▶ Explore the material
(a) In the passage on return-to-office plans, what percentage of the surveyed executives plan to use a hybrid model?
(b) Based on the passage on return-to-office plans, explain why a company might bring all employees into the office on the same days, and state what the passage says that choice would cost the company.
(Source passage)
One of the most popular guessing games being played for months by real estate investors and operators has been predicting when (or if) companies will return to the office — and to what extent. New insight was provided on that front, based on a national survey that culled the thoughts of more than 350 business executives.
The survey, conducted by LaSalle Network, a staffing and recruiting firm, found that:
- 70 percent of respondents plan to phase employees back into the office
- 77 percent plan to use a hybrid model that brings employees back to the office part-time while working from home the rest of the week
- A majority do not plan to mandate employee vaccinations
What isn’t clear is whether the hybrid model will bring employees back just a day or two per week, or more often than that. Also, will all employees be brought into the office on the same days in the interest of creating camaraderie and synergy that has been lacking during the use of a completely remote workforce to help tamp down the spread of COVID-19. That strategy would nullify a company’s option of reducing its office footprint. Also questionable is whether employees will be comfortable working with colleagues who have decided not to get vaccinated. For urban employees who rely on mass transit, there is the additional question of whether they will feel safe traveling on trains, subways and buses.
(End Source passage)
(Available data)
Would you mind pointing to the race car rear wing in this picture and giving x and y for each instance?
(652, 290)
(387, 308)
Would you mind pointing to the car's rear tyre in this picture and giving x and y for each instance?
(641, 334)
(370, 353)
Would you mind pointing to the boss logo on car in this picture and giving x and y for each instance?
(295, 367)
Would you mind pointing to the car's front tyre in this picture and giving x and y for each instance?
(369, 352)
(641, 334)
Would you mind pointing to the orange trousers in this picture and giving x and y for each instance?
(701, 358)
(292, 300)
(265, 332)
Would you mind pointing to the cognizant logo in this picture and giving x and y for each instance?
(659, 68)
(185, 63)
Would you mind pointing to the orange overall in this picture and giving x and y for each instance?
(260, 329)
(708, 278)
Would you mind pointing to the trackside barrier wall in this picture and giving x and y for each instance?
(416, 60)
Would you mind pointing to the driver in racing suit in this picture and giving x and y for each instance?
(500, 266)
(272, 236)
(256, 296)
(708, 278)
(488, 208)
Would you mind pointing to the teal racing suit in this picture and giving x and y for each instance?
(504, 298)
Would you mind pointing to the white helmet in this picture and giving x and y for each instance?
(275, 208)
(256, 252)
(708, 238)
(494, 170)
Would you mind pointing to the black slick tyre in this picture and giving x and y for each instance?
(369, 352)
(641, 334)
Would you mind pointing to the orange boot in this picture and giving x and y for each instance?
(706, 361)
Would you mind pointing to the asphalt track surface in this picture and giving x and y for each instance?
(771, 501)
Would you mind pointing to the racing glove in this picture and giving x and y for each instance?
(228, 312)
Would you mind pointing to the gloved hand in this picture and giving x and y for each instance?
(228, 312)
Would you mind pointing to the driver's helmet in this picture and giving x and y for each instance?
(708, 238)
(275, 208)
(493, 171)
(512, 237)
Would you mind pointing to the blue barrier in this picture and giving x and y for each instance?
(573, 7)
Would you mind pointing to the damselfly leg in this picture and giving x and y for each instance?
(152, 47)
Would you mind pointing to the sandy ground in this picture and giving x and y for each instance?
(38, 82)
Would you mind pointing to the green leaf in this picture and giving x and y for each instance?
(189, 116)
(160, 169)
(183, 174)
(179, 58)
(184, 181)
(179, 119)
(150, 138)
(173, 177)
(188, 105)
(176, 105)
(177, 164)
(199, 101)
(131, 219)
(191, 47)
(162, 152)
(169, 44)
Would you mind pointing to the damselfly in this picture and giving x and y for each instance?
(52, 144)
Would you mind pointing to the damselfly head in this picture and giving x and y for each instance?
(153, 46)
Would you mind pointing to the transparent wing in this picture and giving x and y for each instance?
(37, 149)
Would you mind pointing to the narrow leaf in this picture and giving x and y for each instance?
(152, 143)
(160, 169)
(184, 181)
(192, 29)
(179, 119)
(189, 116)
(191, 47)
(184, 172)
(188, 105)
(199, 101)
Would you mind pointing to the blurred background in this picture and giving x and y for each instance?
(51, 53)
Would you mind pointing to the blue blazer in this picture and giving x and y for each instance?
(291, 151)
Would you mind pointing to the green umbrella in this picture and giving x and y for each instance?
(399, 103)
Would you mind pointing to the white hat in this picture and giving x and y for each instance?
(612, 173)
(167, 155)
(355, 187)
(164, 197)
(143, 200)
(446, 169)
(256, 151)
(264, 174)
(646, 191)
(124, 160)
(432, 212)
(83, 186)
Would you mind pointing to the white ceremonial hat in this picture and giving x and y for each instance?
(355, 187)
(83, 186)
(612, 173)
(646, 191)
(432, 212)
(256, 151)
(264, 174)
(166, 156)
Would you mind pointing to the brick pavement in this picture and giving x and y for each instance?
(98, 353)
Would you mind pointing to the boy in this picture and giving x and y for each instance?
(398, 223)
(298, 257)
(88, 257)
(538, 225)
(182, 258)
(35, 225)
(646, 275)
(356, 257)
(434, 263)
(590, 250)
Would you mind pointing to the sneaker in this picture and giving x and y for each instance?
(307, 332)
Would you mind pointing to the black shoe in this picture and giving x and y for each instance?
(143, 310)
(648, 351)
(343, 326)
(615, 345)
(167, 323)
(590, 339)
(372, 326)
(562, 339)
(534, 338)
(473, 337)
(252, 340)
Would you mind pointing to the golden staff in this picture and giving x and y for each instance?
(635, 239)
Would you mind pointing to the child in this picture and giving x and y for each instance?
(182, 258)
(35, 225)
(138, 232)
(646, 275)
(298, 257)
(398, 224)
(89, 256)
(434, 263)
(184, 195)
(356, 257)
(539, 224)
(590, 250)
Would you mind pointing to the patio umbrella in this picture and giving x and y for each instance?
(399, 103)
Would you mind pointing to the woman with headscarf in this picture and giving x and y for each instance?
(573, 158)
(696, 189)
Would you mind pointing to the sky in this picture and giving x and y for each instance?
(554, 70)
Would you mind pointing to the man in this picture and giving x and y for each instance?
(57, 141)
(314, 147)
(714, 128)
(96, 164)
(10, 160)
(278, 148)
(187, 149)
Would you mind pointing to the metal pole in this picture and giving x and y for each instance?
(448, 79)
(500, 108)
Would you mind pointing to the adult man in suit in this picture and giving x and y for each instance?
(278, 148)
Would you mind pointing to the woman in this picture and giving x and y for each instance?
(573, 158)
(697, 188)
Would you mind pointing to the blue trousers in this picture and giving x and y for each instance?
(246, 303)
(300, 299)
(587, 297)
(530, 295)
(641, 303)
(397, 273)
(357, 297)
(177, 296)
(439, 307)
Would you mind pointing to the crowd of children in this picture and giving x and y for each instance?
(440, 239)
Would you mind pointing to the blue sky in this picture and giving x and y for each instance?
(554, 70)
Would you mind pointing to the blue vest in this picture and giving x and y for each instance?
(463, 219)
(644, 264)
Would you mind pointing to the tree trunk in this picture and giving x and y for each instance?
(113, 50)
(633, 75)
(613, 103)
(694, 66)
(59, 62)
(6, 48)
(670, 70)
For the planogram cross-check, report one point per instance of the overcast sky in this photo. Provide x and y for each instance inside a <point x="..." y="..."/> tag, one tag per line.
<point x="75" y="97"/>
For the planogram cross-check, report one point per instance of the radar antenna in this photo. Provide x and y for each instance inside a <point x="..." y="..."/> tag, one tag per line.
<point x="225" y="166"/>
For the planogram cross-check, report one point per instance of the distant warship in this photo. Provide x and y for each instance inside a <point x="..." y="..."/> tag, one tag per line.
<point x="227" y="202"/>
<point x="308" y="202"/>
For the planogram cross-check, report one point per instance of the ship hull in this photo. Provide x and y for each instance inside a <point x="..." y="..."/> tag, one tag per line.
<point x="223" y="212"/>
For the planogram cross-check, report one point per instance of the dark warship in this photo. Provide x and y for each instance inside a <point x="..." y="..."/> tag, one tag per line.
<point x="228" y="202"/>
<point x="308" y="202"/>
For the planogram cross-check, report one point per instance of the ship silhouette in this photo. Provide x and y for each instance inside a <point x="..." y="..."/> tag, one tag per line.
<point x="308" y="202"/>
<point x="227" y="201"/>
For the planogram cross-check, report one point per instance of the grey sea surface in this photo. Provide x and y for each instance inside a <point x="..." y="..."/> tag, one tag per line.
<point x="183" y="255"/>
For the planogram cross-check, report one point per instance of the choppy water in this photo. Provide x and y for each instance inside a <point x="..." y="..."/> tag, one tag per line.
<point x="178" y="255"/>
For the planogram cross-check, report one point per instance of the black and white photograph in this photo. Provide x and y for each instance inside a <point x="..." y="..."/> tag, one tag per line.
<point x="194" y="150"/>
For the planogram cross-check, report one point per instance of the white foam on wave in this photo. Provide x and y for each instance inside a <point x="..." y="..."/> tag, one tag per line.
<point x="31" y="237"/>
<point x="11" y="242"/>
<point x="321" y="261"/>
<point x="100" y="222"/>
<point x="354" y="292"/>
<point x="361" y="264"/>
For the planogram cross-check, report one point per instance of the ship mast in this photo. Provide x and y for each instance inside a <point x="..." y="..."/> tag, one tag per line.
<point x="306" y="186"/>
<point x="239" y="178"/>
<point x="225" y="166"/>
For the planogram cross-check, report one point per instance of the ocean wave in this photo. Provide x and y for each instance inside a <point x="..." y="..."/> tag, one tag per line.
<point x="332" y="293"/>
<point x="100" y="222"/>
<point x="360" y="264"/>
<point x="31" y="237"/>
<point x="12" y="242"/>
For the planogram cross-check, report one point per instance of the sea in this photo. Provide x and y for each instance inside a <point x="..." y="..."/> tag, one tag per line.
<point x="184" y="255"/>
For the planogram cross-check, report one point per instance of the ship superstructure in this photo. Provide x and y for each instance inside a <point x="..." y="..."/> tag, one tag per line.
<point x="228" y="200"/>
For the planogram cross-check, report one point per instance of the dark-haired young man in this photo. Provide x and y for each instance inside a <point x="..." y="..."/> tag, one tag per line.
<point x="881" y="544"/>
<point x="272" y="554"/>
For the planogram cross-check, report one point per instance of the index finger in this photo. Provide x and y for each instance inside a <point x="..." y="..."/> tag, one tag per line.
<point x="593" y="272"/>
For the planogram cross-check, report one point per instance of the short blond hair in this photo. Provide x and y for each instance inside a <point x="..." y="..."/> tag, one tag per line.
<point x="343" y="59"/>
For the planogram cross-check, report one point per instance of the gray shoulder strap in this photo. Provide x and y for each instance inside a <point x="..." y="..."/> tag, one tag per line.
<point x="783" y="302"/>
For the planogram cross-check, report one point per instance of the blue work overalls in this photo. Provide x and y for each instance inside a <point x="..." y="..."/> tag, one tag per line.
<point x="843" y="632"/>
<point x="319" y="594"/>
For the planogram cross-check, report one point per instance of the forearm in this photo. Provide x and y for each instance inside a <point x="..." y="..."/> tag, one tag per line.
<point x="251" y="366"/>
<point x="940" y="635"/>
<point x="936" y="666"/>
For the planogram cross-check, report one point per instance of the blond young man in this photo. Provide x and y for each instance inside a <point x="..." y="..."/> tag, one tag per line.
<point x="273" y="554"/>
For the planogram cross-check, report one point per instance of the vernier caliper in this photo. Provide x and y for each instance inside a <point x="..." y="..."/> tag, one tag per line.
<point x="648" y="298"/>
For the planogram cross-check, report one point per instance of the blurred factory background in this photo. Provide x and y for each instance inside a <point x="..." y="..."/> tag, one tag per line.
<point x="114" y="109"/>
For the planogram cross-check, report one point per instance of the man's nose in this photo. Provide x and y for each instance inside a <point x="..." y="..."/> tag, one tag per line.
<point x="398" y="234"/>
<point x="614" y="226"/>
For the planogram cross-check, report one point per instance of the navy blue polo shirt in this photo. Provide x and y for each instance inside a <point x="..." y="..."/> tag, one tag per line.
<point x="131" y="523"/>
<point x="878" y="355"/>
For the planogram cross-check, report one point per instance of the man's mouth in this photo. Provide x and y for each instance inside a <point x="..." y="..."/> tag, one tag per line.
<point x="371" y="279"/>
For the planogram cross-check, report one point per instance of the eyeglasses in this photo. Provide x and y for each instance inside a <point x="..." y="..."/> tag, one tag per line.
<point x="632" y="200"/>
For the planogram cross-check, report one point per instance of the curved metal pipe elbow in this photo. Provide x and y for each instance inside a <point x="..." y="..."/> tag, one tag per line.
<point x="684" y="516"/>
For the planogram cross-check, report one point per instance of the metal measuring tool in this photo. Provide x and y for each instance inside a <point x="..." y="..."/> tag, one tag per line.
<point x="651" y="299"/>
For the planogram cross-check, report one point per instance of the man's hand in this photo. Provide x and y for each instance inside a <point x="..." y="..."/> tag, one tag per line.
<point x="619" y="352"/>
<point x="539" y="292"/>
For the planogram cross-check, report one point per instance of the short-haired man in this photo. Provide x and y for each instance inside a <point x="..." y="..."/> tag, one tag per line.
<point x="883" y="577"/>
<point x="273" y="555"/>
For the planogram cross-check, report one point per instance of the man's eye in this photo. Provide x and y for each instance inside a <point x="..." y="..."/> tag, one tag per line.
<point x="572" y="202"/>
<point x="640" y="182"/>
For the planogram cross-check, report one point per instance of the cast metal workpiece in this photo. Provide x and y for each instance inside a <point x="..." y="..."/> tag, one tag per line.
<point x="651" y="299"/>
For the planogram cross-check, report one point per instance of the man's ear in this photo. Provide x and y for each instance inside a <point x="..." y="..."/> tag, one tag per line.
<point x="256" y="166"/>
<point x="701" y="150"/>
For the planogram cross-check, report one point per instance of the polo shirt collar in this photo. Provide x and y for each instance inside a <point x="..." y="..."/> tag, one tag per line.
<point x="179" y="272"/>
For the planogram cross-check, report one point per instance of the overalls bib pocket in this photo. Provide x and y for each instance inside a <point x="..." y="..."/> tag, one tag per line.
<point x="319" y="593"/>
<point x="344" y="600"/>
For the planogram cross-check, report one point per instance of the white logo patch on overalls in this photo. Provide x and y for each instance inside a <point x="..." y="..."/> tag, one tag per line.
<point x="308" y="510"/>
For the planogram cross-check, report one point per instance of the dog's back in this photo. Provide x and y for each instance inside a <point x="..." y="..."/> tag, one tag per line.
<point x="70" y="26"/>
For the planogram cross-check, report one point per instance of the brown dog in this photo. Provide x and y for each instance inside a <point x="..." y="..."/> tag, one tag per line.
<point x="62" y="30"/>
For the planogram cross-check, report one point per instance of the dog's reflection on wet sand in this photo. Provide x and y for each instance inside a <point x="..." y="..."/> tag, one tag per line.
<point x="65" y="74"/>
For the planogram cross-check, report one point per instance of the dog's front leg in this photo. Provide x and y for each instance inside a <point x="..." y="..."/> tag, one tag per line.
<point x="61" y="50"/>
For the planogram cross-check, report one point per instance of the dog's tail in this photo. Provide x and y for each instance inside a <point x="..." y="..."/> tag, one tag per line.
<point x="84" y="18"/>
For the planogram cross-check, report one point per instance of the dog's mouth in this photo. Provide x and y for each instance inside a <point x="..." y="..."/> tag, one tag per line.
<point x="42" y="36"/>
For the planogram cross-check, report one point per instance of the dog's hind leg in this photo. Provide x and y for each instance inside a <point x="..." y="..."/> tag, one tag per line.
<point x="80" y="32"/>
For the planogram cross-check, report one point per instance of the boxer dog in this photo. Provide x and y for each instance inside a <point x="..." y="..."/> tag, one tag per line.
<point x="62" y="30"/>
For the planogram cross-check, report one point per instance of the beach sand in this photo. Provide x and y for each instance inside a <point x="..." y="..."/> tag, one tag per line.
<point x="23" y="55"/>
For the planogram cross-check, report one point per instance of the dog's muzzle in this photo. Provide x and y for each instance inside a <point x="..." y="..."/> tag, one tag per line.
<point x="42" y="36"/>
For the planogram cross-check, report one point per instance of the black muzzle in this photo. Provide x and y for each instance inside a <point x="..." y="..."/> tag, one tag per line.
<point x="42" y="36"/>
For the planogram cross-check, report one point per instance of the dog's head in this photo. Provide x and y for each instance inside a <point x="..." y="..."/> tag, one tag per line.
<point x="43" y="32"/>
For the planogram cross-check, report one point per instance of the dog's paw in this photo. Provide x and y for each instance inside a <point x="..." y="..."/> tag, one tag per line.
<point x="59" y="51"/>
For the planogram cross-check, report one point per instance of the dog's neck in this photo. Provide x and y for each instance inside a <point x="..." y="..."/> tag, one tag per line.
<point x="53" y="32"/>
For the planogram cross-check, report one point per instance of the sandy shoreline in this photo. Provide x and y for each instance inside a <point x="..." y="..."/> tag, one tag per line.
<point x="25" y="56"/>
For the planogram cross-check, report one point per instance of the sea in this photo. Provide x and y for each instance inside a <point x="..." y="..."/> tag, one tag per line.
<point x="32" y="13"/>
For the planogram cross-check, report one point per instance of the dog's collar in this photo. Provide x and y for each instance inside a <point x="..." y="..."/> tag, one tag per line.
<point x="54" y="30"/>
(End Available data)
▶ Outputs by task
(a) 77 percent.

(b) A company might do this to build the camaraderie and synergy that were missing while the whole workforce worked remotely to help slow the spread of COVID-19. The passage notes that this strategy would remove the company's option of reducing its office footprint.